About this exercise = In the records below, the lines from the one with "the dirt road" through the last are to be printed exactly, and nothing else.

Items from a dataset
※ ※ ※
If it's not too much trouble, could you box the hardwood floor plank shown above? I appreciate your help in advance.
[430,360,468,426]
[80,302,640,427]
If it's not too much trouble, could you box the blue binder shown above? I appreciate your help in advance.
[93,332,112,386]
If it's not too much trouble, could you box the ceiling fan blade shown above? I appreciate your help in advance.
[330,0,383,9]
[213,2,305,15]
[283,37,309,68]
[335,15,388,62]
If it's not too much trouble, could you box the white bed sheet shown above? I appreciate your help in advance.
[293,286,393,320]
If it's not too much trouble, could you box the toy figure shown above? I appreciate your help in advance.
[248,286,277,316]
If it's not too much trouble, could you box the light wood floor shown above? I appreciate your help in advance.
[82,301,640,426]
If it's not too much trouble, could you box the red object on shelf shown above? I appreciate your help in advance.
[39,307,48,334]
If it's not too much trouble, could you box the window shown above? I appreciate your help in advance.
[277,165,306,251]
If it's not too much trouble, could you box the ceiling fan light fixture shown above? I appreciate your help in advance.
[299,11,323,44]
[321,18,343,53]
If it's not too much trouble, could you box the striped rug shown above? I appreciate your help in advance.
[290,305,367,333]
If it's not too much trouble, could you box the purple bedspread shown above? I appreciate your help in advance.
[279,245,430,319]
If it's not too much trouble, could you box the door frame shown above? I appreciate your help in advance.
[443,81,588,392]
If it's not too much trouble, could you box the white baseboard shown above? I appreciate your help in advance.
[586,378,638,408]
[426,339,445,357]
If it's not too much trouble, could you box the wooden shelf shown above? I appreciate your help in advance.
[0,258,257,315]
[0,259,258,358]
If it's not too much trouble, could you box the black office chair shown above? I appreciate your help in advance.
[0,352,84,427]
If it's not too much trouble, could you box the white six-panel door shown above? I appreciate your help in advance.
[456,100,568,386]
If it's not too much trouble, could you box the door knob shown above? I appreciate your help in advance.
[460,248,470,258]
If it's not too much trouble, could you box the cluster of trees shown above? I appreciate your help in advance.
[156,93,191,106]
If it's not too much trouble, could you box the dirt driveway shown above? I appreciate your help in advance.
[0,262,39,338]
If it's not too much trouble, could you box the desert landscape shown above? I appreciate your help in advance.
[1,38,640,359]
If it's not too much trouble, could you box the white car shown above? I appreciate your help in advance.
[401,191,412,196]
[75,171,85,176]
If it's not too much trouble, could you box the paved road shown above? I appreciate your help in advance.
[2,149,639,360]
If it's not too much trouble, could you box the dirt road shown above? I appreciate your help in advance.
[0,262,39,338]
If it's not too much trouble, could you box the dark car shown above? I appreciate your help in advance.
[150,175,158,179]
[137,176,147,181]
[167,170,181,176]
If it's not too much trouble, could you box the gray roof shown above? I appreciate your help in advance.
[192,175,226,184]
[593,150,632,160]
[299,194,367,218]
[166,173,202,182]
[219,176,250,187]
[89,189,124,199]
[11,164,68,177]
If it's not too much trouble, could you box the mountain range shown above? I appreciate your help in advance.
※ ※ ※
Answer for this exercise =
If it's not too much trouble, could you box the dirt road shown above? I appreciate your help in advance.
[0,262,39,338]
If it's not too much trouble, could you box the dark car shown above? I appreciate your help in advance.
[150,175,158,179]
[137,176,147,181]
[167,170,181,176]
If it's not too much trouble, could you box the gray roof shown above? I appreciate your help in advance.
[192,175,226,184]
[593,150,632,160]
[299,194,367,218]
[166,173,202,182]
[219,176,250,187]
[89,189,124,199]
[11,164,68,177]
If it's not too much trouble, could you box the mountain range shown above? I appreciate your help in advance.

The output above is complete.